* _RECORDS PROVIDED_
--- START ---
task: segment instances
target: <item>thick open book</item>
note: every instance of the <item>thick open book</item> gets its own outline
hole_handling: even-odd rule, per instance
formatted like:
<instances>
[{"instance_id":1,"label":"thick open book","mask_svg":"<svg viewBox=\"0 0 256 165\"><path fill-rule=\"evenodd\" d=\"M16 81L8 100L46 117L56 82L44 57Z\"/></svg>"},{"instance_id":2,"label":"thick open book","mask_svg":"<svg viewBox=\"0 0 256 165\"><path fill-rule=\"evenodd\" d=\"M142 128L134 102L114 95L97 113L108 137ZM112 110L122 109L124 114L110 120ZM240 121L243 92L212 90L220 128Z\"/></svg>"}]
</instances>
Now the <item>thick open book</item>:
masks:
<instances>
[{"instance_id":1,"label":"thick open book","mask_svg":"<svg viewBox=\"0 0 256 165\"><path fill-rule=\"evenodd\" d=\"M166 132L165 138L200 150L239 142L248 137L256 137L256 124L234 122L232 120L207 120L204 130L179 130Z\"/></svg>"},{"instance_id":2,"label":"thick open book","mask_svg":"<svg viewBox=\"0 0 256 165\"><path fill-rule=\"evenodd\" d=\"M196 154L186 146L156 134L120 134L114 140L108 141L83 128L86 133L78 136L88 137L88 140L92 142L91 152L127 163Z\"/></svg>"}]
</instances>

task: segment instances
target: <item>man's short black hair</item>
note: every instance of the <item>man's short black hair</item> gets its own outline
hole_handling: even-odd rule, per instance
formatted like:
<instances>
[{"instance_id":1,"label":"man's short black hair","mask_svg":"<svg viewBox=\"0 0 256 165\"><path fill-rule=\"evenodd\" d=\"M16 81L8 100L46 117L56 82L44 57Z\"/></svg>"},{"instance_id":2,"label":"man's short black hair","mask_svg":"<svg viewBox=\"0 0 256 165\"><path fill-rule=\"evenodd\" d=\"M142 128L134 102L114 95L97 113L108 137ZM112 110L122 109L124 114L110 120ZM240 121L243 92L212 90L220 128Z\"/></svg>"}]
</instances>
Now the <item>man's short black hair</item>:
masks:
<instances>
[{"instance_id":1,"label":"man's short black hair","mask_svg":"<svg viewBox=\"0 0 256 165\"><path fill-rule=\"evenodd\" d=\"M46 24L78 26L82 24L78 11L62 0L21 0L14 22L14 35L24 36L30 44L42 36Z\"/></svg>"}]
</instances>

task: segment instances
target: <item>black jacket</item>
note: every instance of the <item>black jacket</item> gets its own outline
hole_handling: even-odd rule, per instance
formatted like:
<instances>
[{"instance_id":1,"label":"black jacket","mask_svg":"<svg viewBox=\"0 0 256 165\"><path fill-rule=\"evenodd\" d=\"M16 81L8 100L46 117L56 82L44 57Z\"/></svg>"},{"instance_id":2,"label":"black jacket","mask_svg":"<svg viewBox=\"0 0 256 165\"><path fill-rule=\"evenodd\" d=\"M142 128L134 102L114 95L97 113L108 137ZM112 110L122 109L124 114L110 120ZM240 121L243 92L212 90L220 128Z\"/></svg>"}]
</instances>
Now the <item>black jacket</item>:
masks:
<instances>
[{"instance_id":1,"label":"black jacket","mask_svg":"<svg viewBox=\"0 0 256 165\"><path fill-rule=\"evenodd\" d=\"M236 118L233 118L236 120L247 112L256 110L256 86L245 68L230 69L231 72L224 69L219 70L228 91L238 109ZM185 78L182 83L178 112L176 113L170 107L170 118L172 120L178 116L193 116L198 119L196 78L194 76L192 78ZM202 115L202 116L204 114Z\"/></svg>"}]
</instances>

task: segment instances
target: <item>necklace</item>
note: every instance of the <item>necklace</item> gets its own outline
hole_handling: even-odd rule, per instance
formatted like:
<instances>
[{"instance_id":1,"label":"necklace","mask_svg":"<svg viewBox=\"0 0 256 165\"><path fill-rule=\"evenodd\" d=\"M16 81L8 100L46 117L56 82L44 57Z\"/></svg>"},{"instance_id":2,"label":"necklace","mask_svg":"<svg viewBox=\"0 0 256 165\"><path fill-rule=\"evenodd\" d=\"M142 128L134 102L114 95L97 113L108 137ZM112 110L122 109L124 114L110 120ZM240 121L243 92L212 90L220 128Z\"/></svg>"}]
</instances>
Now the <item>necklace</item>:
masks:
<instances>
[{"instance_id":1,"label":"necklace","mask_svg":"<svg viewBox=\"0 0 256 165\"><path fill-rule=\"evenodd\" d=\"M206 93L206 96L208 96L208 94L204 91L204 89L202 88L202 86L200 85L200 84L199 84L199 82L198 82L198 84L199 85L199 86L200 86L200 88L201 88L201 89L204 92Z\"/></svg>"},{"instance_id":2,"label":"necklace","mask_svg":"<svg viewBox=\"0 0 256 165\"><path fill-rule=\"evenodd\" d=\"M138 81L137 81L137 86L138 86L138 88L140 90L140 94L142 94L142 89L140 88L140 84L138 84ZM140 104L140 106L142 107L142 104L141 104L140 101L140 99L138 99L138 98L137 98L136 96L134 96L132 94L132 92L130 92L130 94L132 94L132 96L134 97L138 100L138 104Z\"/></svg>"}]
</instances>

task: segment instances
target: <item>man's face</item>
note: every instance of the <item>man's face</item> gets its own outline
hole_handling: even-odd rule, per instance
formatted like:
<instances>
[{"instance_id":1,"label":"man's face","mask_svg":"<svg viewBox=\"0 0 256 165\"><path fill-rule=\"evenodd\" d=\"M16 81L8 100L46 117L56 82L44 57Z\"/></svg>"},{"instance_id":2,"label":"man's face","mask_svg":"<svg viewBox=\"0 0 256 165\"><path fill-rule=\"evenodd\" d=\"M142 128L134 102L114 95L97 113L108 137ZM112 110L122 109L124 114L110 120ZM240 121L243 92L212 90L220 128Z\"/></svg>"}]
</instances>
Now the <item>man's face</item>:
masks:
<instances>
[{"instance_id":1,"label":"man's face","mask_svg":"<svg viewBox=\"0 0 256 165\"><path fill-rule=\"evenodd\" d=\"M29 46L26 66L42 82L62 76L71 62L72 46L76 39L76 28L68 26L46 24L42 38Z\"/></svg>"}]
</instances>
--- END ---
From the records above, please extract every line and repeat it exactly.

task: segment instances
target: <item>thick open book</item>
note: every instance of the <item>thick open book</item> gets its own outline
hole_handling: even-odd rule, per instance
formatted like:
<instances>
[{"instance_id":1,"label":"thick open book","mask_svg":"<svg viewBox=\"0 0 256 165\"><path fill-rule=\"evenodd\" d=\"M16 81L8 100L46 117L56 82L44 57Z\"/></svg>"},{"instance_id":2,"label":"thick open book","mask_svg":"<svg viewBox=\"0 0 256 165\"><path fill-rule=\"evenodd\" d=\"M142 128L134 102L114 95L97 113L108 137ZM112 110L122 109L124 114L110 120ZM240 121L243 92L212 90L220 128Z\"/></svg>"}]
</instances>
Now the <item>thick open book</item>:
masks:
<instances>
[{"instance_id":1,"label":"thick open book","mask_svg":"<svg viewBox=\"0 0 256 165\"><path fill-rule=\"evenodd\" d=\"M166 132L165 138L200 150L239 142L248 137L256 137L256 124L234 122L232 120L207 120L204 130L179 130Z\"/></svg>"},{"instance_id":2,"label":"thick open book","mask_svg":"<svg viewBox=\"0 0 256 165\"><path fill-rule=\"evenodd\" d=\"M196 154L186 146L156 134L120 134L114 140L108 141L83 128L86 133L78 136L88 137L88 140L92 142L91 152L127 163Z\"/></svg>"}]
</instances>

task: segment instances
target: <item>man's short black hair</item>
note: every instance of the <item>man's short black hair</item> gets its own outline
hole_handling: even-odd rule, per instance
formatted like:
<instances>
[{"instance_id":1,"label":"man's short black hair","mask_svg":"<svg viewBox=\"0 0 256 165\"><path fill-rule=\"evenodd\" d=\"M16 81L8 100L46 117L56 82L44 57Z\"/></svg>"},{"instance_id":2,"label":"man's short black hair","mask_svg":"<svg viewBox=\"0 0 256 165\"><path fill-rule=\"evenodd\" d=\"M142 128L134 102L114 95L97 113L108 137ZM112 110L122 109L124 114L110 120ZM240 121L243 92L212 90L220 128Z\"/></svg>"}]
</instances>
Now the <item>man's short black hair</item>:
masks:
<instances>
[{"instance_id":1,"label":"man's short black hair","mask_svg":"<svg viewBox=\"0 0 256 165\"><path fill-rule=\"evenodd\" d=\"M46 24L78 26L82 24L78 11L62 0L21 0L14 22L14 35L24 36L30 44L42 36Z\"/></svg>"}]
</instances>

task: segment instances
target: <item>black jacket</item>
note: every instance of the <item>black jacket</item> gets its own outline
hole_handling: even-odd rule, per instance
formatted like:
<instances>
[{"instance_id":1,"label":"black jacket","mask_svg":"<svg viewBox=\"0 0 256 165\"><path fill-rule=\"evenodd\" d=\"M16 81L8 100L46 117L56 82L44 57Z\"/></svg>"},{"instance_id":2,"label":"black jacket","mask_svg":"<svg viewBox=\"0 0 256 165\"><path fill-rule=\"evenodd\" d=\"M142 128L134 102L114 95L97 113L108 137ZM112 110L122 109L124 114L110 120ZM240 121L243 92L212 90L220 128Z\"/></svg>"}]
</instances>
Now the <item>black jacket</item>:
masks:
<instances>
[{"instance_id":1,"label":"black jacket","mask_svg":"<svg viewBox=\"0 0 256 165\"><path fill-rule=\"evenodd\" d=\"M236 118L233 118L236 120L247 112L256 110L256 86L245 68L230 69L231 72L224 69L219 70L228 91L238 109ZM185 78L182 83L178 112L176 113L170 107L170 118L172 120L178 116L193 116L198 119L196 78L194 76L192 78ZM202 115L202 116L204 114Z\"/></svg>"}]
</instances>

task: segment instances
target: <item>necklace</item>
note: every instance of the <item>necklace</item> gets its own outline
hole_handling: even-odd rule, per instance
formatted like:
<instances>
[{"instance_id":1,"label":"necklace","mask_svg":"<svg viewBox=\"0 0 256 165\"><path fill-rule=\"evenodd\" d=\"M16 81L8 100L46 117L56 82L44 57Z\"/></svg>"},{"instance_id":2,"label":"necklace","mask_svg":"<svg viewBox=\"0 0 256 165\"><path fill-rule=\"evenodd\" d=\"M142 128L134 102L114 95L97 113L108 137ZM112 110L122 109L124 114L110 120ZM240 121L243 92L212 90L220 128Z\"/></svg>"}]
</instances>
Now the <item>necklace</item>:
masks:
<instances>
[{"instance_id":1,"label":"necklace","mask_svg":"<svg viewBox=\"0 0 256 165\"><path fill-rule=\"evenodd\" d=\"M206 93L206 96L208 96L208 94L204 91L204 89L202 88L202 86L200 85L200 84L199 84L199 82L198 82L198 84L199 85L199 86L200 86L200 88L201 88L201 89L204 92Z\"/></svg>"},{"instance_id":2,"label":"necklace","mask_svg":"<svg viewBox=\"0 0 256 165\"><path fill-rule=\"evenodd\" d=\"M138 81L137 81L137 86L138 86L138 88L140 90L140 94L142 94L142 89L140 88L140 84L138 84ZM140 104L140 106L142 107L142 104L141 104L140 101L140 99L138 99L138 98L137 98L136 96L134 96L132 94L132 92L130 92L130 94L132 94L132 96L134 97L138 100L138 104Z\"/></svg>"}]
</instances>

task: segment instances
target: <item>man's face</item>
note: every instance of the <item>man's face</item> gets its own outline
hole_handling: even-odd rule, per instance
formatted like:
<instances>
[{"instance_id":1,"label":"man's face","mask_svg":"<svg viewBox=\"0 0 256 165\"><path fill-rule=\"evenodd\" d=\"M16 81L8 100L46 117L56 82L44 57Z\"/></svg>"},{"instance_id":2,"label":"man's face","mask_svg":"<svg viewBox=\"0 0 256 165\"><path fill-rule=\"evenodd\" d=\"M142 128L134 102L114 95L97 113L108 137ZM112 110L122 109L124 114L110 120ZM240 121L243 92L212 90L220 128Z\"/></svg>"}]
</instances>
Now the <item>man's face</item>:
masks:
<instances>
[{"instance_id":1,"label":"man's face","mask_svg":"<svg viewBox=\"0 0 256 165\"><path fill-rule=\"evenodd\" d=\"M29 46L26 66L42 82L62 76L71 62L72 46L76 39L76 28L68 26L46 24L42 38Z\"/></svg>"}]
</instances>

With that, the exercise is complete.